> [What you have to do] Every line in the listing is to be echoed verbatim.
>> Begin Listed entries
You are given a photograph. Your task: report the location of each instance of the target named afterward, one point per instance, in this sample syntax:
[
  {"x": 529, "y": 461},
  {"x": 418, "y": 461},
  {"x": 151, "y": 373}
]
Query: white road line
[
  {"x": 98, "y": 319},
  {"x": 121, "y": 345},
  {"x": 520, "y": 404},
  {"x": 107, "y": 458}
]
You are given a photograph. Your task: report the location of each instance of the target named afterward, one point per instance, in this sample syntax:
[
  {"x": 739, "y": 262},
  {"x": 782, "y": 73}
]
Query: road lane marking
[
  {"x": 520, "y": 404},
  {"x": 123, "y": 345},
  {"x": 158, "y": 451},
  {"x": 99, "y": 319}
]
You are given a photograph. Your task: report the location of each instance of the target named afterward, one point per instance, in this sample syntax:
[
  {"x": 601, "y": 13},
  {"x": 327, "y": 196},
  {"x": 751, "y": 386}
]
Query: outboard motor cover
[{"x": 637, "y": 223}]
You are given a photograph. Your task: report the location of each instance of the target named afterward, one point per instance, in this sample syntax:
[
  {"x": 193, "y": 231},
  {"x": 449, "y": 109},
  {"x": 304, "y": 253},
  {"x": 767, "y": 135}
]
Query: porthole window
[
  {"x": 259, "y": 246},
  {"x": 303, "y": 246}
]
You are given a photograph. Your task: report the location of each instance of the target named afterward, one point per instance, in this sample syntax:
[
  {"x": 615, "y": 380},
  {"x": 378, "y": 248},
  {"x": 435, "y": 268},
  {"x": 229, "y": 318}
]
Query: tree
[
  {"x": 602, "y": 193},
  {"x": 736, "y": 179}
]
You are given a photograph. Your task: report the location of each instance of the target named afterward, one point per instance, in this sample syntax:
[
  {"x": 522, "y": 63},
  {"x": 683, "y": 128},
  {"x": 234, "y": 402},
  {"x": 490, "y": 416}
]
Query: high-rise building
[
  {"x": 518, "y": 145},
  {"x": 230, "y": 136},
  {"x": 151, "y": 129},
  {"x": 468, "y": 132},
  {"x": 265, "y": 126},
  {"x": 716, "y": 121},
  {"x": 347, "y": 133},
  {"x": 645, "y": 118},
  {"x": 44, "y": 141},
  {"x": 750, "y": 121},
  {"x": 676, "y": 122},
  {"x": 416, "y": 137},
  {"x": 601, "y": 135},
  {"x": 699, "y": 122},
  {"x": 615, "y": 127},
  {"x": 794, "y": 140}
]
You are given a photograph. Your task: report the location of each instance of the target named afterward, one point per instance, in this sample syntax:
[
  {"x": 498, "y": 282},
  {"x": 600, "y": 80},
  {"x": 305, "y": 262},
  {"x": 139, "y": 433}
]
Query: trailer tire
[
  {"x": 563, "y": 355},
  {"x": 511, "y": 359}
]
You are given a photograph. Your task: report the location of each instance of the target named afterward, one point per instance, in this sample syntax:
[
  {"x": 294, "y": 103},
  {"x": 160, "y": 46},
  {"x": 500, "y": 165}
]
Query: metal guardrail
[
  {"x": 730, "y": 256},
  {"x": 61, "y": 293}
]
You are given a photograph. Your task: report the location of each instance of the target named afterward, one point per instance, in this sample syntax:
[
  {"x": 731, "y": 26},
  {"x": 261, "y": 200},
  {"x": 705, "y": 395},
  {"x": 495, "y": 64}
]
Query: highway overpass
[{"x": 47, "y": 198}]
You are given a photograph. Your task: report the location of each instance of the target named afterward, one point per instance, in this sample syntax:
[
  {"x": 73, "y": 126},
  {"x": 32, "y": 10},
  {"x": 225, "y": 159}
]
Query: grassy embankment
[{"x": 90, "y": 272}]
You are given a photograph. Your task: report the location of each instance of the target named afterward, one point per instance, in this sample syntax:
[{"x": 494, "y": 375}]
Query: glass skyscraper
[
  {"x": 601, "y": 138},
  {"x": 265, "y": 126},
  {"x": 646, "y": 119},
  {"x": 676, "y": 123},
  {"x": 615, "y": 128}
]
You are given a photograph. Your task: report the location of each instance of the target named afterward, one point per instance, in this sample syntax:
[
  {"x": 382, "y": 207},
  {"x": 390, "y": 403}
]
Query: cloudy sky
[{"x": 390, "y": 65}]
>> End Listed entries
> [Result]
You are given a photograph. Your task: report the location of each instance of the target named afterward, one point per instance, in this sample syntax:
[
  {"x": 529, "y": 461},
  {"x": 418, "y": 461},
  {"x": 151, "y": 373}
]
Query: white road line
[
  {"x": 98, "y": 319},
  {"x": 121, "y": 345},
  {"x": 520, "y": 404},
  {"x": 107, "y": 458}
]
You are given a photograph. Your task: report the location of each instance of the target named afterward, one point per instance, in this sample syntax:
[
  {"x": 739, "y": 262},
  {"x": 782, "y": 73}
]
Query: road lane marking
[
  {"x": 520, "y": 404},
  {"x": 123, "y": 345},
  {"x": 158, "y": 451},
  {"x": 99, "y": 319}
]
You are given a photograph. Your task: report the location of each instance of the target named afterward, one point per instance, in this sample syntax:
[
  {"x": 601, "y": 13},
  {"x": 327, "y": 196},
  {"x": 751, "y": 386}
]
Query: outboard motor cover
[{"x": 637, "y": 223}]
You are given a photograph. Your task: report the location of each instance of the target named afterward, one point per instance, in this sample syntax:
[
  {"x": 193, "y": 231},
  {"x": 449, "y": 109},
  {"x": 304, "y": 253},
  {"x": 767, "y": 135}
]
Query: porthole window
[
  {"x": 259, "y": 246},
  {"x": 303, "y": 246}
]
You are given a photograph. Your task: report the location of each instance of the target named afterward, one point per instance, in this sample syntax:
[
  {"x": 615, "y": 380},
  {"x": 378, "y": 248},
  {"x": 435, "y": 268},
  {"x": 229, "y": 318}
]
Query: tree
[
  {"x": 602, "y": 193},
  {"x": 736, "y": 179}
]
You are given a photograph. Your task: report the location of each instance of the target named afterward, one point per instance, in this sample syntax:
[
  {"x": 522, "y": 63},
  {"x": 683, "y": 128},
  {"x": 234, "y": 402},
  {"x": 490, "y": 416}
]
Query: high-rise building
[
  {"x": 518, "y": 145},
  {"x": 230, "y": 136},
  {"x": 151, "y": 129},
  {"x": 468, "y": 132},
  {"x": 265, "y": 126},
  {"x": 716, "y": 121},
  {"x": 347, "y": 133},
  {"x": 645, "y": 118},
  {"x": 44, "y": 141},
  {"x": 750, "y": 121},
  {"x": 676, "y": 122},
  {"x": 416, "y": 137},
  {"x": 601, "y": 135},
  {"x": 699, "y": 122},
  {"x": 615, "y": 127},
  {"x": 794, "y": 140}
]
You are given a photograph. Your task: report the location of each instance of the target named afterward, one point per instance, in this sample syntax:
[
  {"x": 498, "y": 282},
  {"x": 600, "y": 80},
  {"x": 305, "y": 262},
  {"x": 139, "y": 433}
]
Query: trailer tire
[
  {"x": 563, "y": 355},
  {"x": 511, "y": 359}
]
You are given a photograph. Your task: report the location of each instance of the target named afterward, one point per instance, in this sample syntax:
[
  {"x": 294, "y": 103},
  {"x": 160, "y": 46},
  {"x": 500, "y": 165}
]
Query: metal guardrail
[
  {"x": 730, "y": 256},
  {"x": 61, "y": 293}
]
You are given a photograph. Your task: report the location of each instance of the target named afterward, one point per instance, in this sample syntax:
[
  {"x": 731, "y": 26},
  {"x": 261, "y": 200},
  {"x": 705, "y": 395},
  {"x": 495, "y": 64}
]
Query: highway overpass
[{"x": 47, "y": 198}]
You are given a photograph. Your task: report the location of each instance of the target named afterward, one point per instance, in this sample syntax:
[
  {"x": 73, "y": 126},
  {"x": 32, "y": 10},
  {"x": 225, "y": 159}
]
Query: grassy embankment
[{"x": 90, "y": 272}]
You are given a photograph. Your task: report the location of each instance of the target named afterward, one point per instance, in this sample syntax:
[{"x": 494, "y": 375}]
Query: glass skyscraper
[
  {"x": 601, "y": 138},
  {"x": 265, "y": 126},
  {"x": 646, "y": 119},
  {"x": 676, "y": 123},
  {"x": 615, "y": 128}
]
You are given a photograph. Your task: report the location of each instance of the target named afterward, one point per instance, in this sample syntax:
[
  {"x": 382, "y": 207},
  {"x": 390, "y": 403}
]
Query: cloudy sky
[{"x": 390, "y": 65}]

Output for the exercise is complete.